## [DIRECTIONS FOR THIS TASK]
Copy the listing verbatim, excluding any images found in it.

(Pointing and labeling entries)
● ● ●
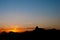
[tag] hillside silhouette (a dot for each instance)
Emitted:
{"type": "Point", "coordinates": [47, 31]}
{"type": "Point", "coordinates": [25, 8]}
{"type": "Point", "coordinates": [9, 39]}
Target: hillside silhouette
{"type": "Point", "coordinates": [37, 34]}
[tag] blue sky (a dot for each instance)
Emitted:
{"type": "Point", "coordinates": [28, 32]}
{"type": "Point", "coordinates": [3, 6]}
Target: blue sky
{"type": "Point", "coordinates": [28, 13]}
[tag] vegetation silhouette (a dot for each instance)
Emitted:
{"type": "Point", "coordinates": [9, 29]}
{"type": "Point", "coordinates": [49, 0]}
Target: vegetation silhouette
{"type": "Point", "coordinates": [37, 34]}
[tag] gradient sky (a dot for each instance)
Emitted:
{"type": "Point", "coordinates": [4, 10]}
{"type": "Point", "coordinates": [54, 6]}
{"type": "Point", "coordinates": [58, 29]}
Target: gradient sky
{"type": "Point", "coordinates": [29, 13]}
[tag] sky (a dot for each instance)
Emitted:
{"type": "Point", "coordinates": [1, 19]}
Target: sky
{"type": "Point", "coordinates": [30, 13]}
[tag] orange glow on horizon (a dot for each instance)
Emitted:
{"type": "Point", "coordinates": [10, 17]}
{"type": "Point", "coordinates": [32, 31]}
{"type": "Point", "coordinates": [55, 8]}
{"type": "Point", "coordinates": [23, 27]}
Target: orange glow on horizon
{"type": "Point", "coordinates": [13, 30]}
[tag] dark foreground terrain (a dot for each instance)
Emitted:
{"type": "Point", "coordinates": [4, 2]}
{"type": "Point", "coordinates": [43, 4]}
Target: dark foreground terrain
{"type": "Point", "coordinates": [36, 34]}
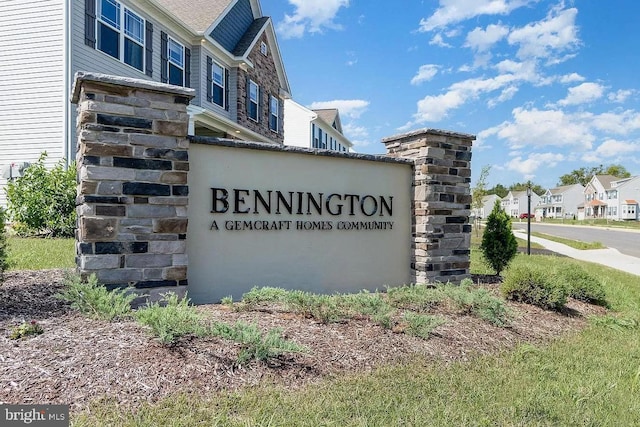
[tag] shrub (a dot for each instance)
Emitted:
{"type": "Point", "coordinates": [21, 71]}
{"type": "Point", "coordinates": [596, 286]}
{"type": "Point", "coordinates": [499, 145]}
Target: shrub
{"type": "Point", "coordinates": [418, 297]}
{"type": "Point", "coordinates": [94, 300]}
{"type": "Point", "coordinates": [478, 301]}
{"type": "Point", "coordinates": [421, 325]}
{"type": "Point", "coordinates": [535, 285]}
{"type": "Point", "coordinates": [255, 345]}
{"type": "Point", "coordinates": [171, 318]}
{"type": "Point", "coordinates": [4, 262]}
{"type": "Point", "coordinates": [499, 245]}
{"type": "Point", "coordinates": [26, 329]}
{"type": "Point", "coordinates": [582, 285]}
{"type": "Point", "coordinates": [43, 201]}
● ● ●
## [SOLUTION TO THE PROBLEM]
[tag] hillside silhouette (a dot for each instance)
Emitted:
{"type": "Point", "coordinates": [47, 31]}
{"type": "Point", "coordinates": [25, 8]}
{"type": "Point", "coordinates": [9, 39]}
Target: hillside silhouette
{"type": "Point", "coordinates": [37, 34]}
[tag] blue sky (a dot for each instance)
Emitted:
{"type": "Point", "coordinates": [28, 32]}
{"type": "Point", "coordinates": [3, 6]}
Target: blue sky
{"type": "Point", "coordinates": [28, 13]}
[tag] vegetation silhouette (a dot for each instance)
Emitted:
{"type": "Point", "coordinates": [9, 29]}
{"type": "Point", "coordinates": [49, 0]}
Target: vegetation silhouette
{"type": "Point", "coordinates": [37, 34]}
[tag] gradient sky (a dot for each instance)
Emitted:
{"type": "Point", "coordinates": [4, 10]}
{"type": "Point", "coordinates": [54, 6]}
{"type": "Point", "coordinates": [58, 29]}
Target: gradient sky
{"type": "Point", "coordinates": [29, 13]}
[tag] sky (a dot for each instance)
Emitted:
{"type": "Point", "coordinates": [1, 19]}
Target: sky
{"type": "Point", "coordinates": [30, 13]}
[tag] orange glow on horizon (a dot for each instance)
Emitted:
{"type": "Point", "coordinates": [10, 17]}
{"type": "Point", "coordinates": [32, 31]}
{"type": "Point", "coordinates": [55, 8]}
{"type": "Point", "coordinates": [23, 27]}
Target: orange glow on horizon
{"type": "Point", "coordinates": [13, 30]}
[tag] dark foreground terrain (a dot for each instance)
Emitted:
{"type": "Point", "coordinates": [4, 2]}
{"type": "Point", "coordinates": [43, 4]}
Target: dark foreground terrain
{"type": "Point", "coordinates": [36, 34]}
[tag] shrub (a dot for each instance)
Emitted:
{"type": "Point", "coordinates": [21, 71]}
{"type": "Point", "coordinates": [596, 286]}
{"type": "Point", "coordinates": [499, 145]}
Target: shrub
{"type": "Point", "coordinates": [418, 297]}
{"type": "Point", "coordinates": [94, 300]}
{"type": "Point", "coordinates": [478, 301]}
{"type": "Point", "coordinates": [421, 325]}
{"type": "Point", "coordinates": [535, 285]}
{"type": "Point", "coordinates": [255, 345]}
{"type": "Point", "coordinates": [171, 318]}
{"type": "Point", "coordinates": [4, 262]}
{"type": "Point", "coordinates": [499, 245]}
{"type": "Point", "coordinates": [26, 329]}
{"type": "Point", "coordinates": [582, 285]}
{"type": "Point", "coordinates": [43, 201]}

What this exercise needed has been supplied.